(Goal) In the data design guide below, what complexity does reading a row from nodeos state memory and deserializing it within the contract have?

(Extract provided)
╔══

Data design

Whenever you build a scalable application that needs to handle lots of data with efficiency, data design becomes an important topic. As an Antelope contract developer has to face a number of limitations caused by the nature of blockchain, a proper data design becomes even more important.
A few typical questions one has to answer when designing a new smart contract:
  • What is necessary to be stored in the contract data, and what can be stored outside of the blockchain.
  • Which queries the contract will need to run in order to find the data elements. We will need to organize indexes for such queries.
  • Which queries will the blockchain clients execute to find the data that they need. We may need to add indexes for those queries, or figure out an off-chain method of retrieving such data.
  • How to organize the indexes in such a way that they actually work.
  • Is the data model complete? As explained further in this chapter, modifying the data structures is an expensive process.

Planning the data structures

While planning the structure of your data tables, you need to take a few aspects into consideration:
  • Memory and CPU are at a cost, so you only need to store the essential data that is needed for your smart contract and the application. Bulky data that is only used outside of the blockchain can be referred to by a sha256 hash or IPFS URL, and stored somewhere else.
  • When reading a table row, there are always three stages:
    • finding the table by name, scope and contract in nodeos state memory: logarithmic complexity
    • finding the row within the table by primary or secondary index: logarithmic complexity. But if secondary index is involved, we first retrieve the primary key from the secondary index, and then retrieve the row by primary key.
    • reading the row from nodeos state memory and deserializing it within the contract: linear complexity, proportional to the size of the entry.

╚══

Region annotation entries:

╔══

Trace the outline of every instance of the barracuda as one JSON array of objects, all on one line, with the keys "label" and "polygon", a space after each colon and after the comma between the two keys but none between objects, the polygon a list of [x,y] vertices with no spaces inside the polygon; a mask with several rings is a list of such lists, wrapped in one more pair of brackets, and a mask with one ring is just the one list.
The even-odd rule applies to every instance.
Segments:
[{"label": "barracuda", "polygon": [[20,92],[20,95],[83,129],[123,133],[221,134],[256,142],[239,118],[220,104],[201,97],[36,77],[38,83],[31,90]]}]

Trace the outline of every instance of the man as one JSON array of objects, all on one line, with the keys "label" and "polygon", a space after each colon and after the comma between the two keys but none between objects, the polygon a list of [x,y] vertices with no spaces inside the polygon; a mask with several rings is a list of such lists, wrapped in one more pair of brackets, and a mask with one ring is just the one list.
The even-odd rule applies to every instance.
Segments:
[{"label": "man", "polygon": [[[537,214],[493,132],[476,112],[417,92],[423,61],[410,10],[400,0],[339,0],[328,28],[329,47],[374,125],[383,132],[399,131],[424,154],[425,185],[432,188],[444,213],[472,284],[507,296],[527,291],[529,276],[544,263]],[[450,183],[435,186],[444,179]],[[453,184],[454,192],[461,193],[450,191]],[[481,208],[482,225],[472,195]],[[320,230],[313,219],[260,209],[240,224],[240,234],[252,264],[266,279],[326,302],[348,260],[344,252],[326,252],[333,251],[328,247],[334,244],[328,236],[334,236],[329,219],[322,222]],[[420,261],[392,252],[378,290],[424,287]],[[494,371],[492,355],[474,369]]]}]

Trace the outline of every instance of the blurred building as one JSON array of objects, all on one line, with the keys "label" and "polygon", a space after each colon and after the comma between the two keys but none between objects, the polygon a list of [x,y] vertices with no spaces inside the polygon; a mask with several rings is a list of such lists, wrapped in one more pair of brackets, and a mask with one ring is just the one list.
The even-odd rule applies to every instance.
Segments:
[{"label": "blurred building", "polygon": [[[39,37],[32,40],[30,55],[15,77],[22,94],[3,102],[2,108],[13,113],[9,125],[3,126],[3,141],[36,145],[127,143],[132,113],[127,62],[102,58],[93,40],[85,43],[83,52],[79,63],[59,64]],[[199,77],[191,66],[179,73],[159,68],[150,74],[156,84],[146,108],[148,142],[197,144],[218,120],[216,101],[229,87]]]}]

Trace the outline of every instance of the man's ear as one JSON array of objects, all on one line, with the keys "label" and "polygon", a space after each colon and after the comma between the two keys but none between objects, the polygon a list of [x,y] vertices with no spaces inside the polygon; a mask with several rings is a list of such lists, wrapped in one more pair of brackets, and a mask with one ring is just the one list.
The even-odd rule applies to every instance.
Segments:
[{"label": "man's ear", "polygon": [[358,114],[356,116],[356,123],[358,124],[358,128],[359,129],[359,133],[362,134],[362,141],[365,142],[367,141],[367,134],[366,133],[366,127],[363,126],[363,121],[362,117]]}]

╚══

(Written solution) Linear complexity, proportional to the size of the entry.